**TASK MATERIAL**

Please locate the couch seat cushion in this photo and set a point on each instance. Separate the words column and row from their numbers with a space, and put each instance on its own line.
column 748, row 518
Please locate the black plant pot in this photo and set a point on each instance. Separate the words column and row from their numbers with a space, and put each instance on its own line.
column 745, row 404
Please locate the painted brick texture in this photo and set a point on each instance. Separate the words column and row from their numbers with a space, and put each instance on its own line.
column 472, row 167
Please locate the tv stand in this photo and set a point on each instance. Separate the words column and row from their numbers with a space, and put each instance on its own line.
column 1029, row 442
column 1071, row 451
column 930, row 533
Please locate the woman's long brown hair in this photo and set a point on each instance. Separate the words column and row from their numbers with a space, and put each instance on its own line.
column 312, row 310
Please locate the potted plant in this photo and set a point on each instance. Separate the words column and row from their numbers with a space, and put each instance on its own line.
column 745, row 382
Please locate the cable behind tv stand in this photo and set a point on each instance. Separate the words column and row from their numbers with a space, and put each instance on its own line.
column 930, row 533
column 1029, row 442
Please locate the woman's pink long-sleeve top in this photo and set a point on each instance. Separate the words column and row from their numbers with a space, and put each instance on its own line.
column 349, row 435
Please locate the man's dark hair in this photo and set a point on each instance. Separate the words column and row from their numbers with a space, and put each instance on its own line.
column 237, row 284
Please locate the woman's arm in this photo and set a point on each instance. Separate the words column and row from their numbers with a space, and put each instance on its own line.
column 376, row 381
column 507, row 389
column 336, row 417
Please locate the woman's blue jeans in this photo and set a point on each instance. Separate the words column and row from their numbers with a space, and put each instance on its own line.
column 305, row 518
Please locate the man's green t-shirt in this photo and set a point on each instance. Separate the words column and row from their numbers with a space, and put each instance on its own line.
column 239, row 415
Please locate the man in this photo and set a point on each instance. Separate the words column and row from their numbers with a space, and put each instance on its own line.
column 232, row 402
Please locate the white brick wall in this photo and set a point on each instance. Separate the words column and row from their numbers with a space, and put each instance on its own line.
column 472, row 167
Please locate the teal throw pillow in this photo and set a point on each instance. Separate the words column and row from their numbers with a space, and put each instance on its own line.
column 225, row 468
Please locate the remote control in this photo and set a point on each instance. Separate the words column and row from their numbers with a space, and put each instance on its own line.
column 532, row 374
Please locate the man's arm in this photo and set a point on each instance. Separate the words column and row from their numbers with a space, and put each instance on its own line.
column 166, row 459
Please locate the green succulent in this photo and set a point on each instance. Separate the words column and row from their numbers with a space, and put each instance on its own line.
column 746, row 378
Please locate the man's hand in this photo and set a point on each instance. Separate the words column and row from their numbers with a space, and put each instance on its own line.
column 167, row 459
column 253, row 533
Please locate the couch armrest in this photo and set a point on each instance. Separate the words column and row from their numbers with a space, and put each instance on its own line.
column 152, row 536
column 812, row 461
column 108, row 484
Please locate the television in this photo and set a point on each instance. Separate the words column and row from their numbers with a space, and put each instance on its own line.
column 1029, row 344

**TASK ITEM**
Would you transcribe the entire listing above without any deviation?

**SOLUTION FOR THIS PROBLEM**
Please locate the couch seat cushion in this photo and set a point on each instance. Separate the words column and row from their numbers with a space, and put each instance on its own line.
column 748, row 518
Please locate the black plant pot in this photo and set a point on each instance. Separate the words column and row from their numbers with a space, and put each instance on its own line.
column 745, row 404
Please locate the painted brick texture in this photo and set a point on each instance. Separate the words column and row from their numbers with a space, and put each instance on its own line.
column 472, row 167
Please locate the tv stand in this photo and set a point on each instance. Separate the words column and row from their numbers with a space, and put each instance on its own line.
column 1029, row 442
column 1071, row 451
column 930, row 533
Please locate the woman's long brown hair in this photo and set a point on each instance. Separate the words column and row from their numbers with a space, and put each instance on its own line.
column 312, row 310
Please locate the potted plant in this photo and set a point on each instance. Separate the words column and row from their numbers with a space, and put each instance on its own line.
column 745, row 382
Please locate the cable behind tv stand in this photo and set a point on each instance. Separate the words column and row from their numbers with a space, and put each instance on its own line.
column 930, row 533
column 1029, row 442
Please locate the woman's pink long-sleeve top in this photo and set a point on each instance. Separate the words column and row from their numbers with a space, and put each instance on its own line.
column 349, row 435
Please locate the man's dark hair in this photo and set a point on each instance. Separate the words column and row from their numbers with a space, and put each instance on its own line.
column 237, row 284
Please locate the woman's arm in this photo and set a point on each instance. Separate the words column and row from their numbers with a space, and put each instance on its own line.
column 376, row 381
column 507, row 389
column 336, row 417
Please locate the woman's blue jeans in this photo and set a point on each instance. Separate the words column and row from their numbers with a space, and put each instance on its own line.
column 305, row 518
Please locate the man's green t-shirt in this photo and set a point on each instance. Separate the words column and row from their numbers with a space, and put each instance on its own line.
column 239, row 415
Please locate the man in this photo and set a point on each instance. Separate the words column and row from their numbers with a space, and put each instance on its own line.
column 232, row 402
Please locate the white brick wall in this photo and set a point on each instance. Separate the words column and row from their numbers with a space, and put each instance on its own line.
column 472, row 167
Please locate the teal throw pillow in this photo and set a point on each instance. Separate the words column and row from their numbers with a space, and put each instance on its own line.
column 225, row 468
Please locate the remote control in this photo and set a point on each instance. Separate the words column and row from their numbers with a space, and put each instance on its own line.
column 532, row 374
Please locate the man's arm in this photo and set a point on each instance. Separate the words column and row from their numbers with a space, and put each instance on its own line.
column 166, row 459
Please locate the green succulent in this photo and set a point on each instance. Separate the words column and row from their numbers with a space, and put each instance on its own line.
column 746, row 378
Please locate the man's hand in this photo and set a point on each instance. Separate the words column and row from their numbers with a space, and put each instance on its own line.
column 167, row 459
column 253, row 533
Please locate the couch armrest in this photo and set a point on each instance. Separate the words column and row from their numbers with a space, and put each instance on its own line.
column 152, row 536
column 812, row 461
column 108, row 484
Please locate the television in this photo and set a point on each instance. Separate the words column and row from their numbers with a space, and put each instance on its own line.
column 1029, row 344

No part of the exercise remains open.